_Excerpt to read:_

— begin —

2011-02-08 Thread Andres Riancho
Lean,

Do you know if the format is open? Do we have a Python binding to
write to them? Any clue on how they scale in performance when saving
thousands of registries?

Regards,

On Tue, Feb 8, 2011 at 4:42 PM, Leandro Reox leandro.r...@gmail.com wrote:
 A very common no-sql document related database are IBM Lotus Notes db ( .nsf
 ) . These dbs are usually used for team room applications or for storing
 transaccional data between IBM mainframe and other platforms like HP-NON
 STOP most seen on Banking environments. Inside IBM doors these nsf databases
 are used for almost everything (team rooms, phone db, rrhh dbs, physical
 security dbs).

 Regards

 --

 Leandro Reox

 On Fri, Feb 4, 2011 at 8:39 PM, Andres Riancho andres.rian...@gmail.com
 wrote:

 Agreed, we need fixed. Lots of bug reports about it in Trac.

— end —

Image object location entries
— begin —

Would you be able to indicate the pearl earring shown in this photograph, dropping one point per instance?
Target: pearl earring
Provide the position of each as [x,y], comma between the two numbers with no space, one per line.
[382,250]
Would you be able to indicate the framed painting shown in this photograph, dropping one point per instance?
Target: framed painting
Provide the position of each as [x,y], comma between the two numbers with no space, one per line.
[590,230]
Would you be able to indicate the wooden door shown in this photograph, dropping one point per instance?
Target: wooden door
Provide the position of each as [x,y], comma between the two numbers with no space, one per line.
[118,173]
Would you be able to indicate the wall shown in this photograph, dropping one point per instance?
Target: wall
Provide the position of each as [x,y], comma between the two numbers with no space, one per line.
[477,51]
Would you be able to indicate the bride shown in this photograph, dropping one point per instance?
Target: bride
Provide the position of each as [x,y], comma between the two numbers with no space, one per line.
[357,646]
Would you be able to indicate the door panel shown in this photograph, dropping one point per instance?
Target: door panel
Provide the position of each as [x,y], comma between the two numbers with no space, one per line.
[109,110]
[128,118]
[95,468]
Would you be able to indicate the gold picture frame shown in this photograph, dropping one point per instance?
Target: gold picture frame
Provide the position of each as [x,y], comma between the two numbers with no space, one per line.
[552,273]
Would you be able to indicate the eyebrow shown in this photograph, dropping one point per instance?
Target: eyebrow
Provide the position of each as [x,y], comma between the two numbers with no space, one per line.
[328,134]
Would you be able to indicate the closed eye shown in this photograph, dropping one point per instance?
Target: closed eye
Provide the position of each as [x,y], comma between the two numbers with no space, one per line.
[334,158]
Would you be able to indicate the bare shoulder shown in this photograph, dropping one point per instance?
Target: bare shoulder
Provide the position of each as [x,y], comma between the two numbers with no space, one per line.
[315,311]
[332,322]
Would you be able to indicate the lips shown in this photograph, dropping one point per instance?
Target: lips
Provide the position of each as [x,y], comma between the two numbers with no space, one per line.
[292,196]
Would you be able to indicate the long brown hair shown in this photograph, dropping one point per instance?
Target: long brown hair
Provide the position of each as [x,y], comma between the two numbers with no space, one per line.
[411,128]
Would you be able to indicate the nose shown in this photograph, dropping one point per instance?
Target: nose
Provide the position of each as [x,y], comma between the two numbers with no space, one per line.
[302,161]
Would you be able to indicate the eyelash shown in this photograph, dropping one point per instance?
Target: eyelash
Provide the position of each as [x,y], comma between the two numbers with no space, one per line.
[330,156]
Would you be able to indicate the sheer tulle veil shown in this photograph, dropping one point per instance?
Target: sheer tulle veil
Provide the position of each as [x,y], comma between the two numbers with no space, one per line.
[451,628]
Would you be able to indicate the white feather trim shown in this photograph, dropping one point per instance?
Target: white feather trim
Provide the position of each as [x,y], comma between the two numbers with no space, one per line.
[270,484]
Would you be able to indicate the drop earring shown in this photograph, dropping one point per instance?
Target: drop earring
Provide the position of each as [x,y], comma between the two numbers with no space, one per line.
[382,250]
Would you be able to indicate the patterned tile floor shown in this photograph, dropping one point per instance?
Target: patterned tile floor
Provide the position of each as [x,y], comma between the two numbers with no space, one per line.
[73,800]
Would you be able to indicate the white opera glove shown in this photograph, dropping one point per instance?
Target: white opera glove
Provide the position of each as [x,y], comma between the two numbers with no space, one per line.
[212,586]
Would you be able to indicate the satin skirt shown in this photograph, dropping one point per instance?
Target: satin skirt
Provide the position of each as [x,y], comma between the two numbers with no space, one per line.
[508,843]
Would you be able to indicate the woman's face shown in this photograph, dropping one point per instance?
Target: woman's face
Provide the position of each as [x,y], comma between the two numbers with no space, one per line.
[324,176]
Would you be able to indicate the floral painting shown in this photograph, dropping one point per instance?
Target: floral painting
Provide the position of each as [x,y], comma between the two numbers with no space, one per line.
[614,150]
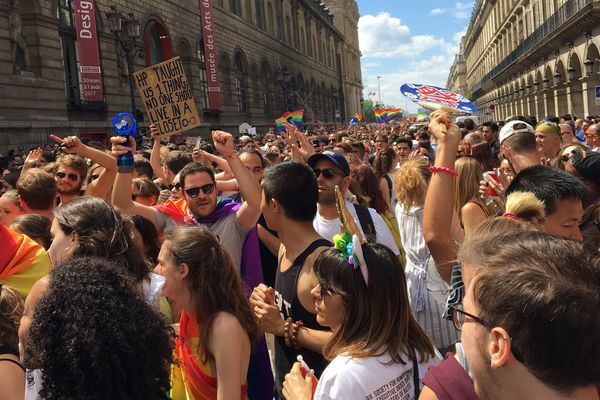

— end —

_Directives:_
[1] How many lines in the rows above contain the string "feather"? Reply with the number only.
[2] Please carry on the mailing-list thread about NoSQL databases from the point where it stops.

_Responses for each task:_
[1] 2

[2]
 --
 Andres Riancho

 El feb 4, 2011 6:51 p.m., Taras ox...@oxdef.info escribió:

 Andres,

 I didn't use noSQL databases but it can be interesting research =)
 But for the first lets simply fix this bug with files.


  Do we know about any noSQL database that's file based like sqlite?
  Maybe we could use this s...


 --
 The modern datacenter depends on network connectivity to access resources
 and provide services. The best practices for maximizing a physical
 server's
 connectivity to a physical network are well understood - see how these
 rules translate into the virtual world?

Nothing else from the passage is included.